| Your goal |
Edit the data below by replacing "set a dot on every instance" with "place a marker on each instance" everywhere it occurs, and leave everything else unchanged.

+++

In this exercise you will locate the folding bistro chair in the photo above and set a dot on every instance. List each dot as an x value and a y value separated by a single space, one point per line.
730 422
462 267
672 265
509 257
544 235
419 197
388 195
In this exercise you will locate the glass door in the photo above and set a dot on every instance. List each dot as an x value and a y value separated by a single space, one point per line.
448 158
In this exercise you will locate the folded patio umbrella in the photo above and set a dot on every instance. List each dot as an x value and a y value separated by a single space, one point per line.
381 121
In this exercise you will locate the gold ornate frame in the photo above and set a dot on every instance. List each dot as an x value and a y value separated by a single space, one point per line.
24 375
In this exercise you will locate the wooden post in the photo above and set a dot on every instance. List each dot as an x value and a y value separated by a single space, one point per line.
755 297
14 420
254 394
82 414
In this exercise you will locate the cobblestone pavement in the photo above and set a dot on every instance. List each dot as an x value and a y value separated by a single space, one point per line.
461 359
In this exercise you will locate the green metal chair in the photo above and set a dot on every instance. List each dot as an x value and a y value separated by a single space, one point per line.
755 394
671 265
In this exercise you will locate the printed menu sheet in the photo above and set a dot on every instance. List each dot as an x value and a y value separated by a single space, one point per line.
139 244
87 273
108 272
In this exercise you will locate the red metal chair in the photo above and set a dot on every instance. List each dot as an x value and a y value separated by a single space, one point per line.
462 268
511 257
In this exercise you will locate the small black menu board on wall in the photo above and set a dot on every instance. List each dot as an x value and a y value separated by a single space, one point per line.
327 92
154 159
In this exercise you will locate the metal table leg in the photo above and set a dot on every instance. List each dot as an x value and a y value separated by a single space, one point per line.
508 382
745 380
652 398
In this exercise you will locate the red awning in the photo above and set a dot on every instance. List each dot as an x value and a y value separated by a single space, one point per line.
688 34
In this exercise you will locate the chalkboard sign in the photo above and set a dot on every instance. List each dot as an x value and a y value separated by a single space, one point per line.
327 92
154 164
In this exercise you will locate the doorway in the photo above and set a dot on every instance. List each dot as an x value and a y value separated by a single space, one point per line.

+++

| Reply |
In this exercise you will locate the folding bistro chair in the photo above and place a marker on each instance. List each dot as an x value and a y value separated by a single space, one point per line.
730 422
462 267
672 265
509 257
544 235
419 197
388 195
In this exercise you will locate the glass door in the photo above and place a marker on each instance. List each dot as an x value and a y value separated by a single space, one point per line.
448 158
In this exercise you will locate the folded patio umbrella in the photo above and place a marker on each instance. List each dot as an x value and a y value separated by a single space, one point per line.
381 121
In this exercise you will locate the gold ornate frame in the photo above and place a marker on each instance. List each dot as an x value and a y value separated by a single space, one point per line.
24 375
In this exercise you will locate the wooden post in the photo above and place a marker on each instance. List each dot as an x value and a y value separated by a single space, one point per line.
755 297
14 420
254 394
82 414
In this exercise you will locate the cobblestone pavement in the photo above and place a marker on each instance. List each dot as an x value and a y value separated by a single space, one point per line.
461 359
In this exercise you will locate the green metal chair in the photo above and place a marker on each instance. List each dot as an x value and a y value separated by a single space, one point per line.
755 394
671 265
In this exercise you will locate the printed menu sheet in the photo above and place a marker on each instance. List each dot as an x value and a y value separated by a single space, one point per line.
139 244
87 273
108 272
In this exercise you will locate the red metal chair in the photo above and place a marker on each instance. List each dot as an x value and a y value separated by a single space, one point per line.
462 268
511 257
In this exercise you will locate the small black menu board on wall in the photo above and place a marker on each instance. List each dot as an x value and a y value separated by a single space, one point per line.
327 92
154 159
In this exercise you will locate the metal table leg in the photo above and place a marker on each instance. List each dot as an x value and a y value separated by a single space, one point per line.
508 382
745 380
652 398
In this exercise you will locate the red awning in the photo above and place a marker on each instance. List each dot as an x value and a y value separated by a single space, one point per line.
688 34
In this exercise you will locate the chalkboard sign in the photo above and place a marker on each instance. List each dot as an x value and a y value separated by a single space, one point per line.
327 92
154 164
In this exercise you will locate the doorway in the photo above and place a marker on each instance. List each dot as an x value and a y value separated by a single space, one point per line.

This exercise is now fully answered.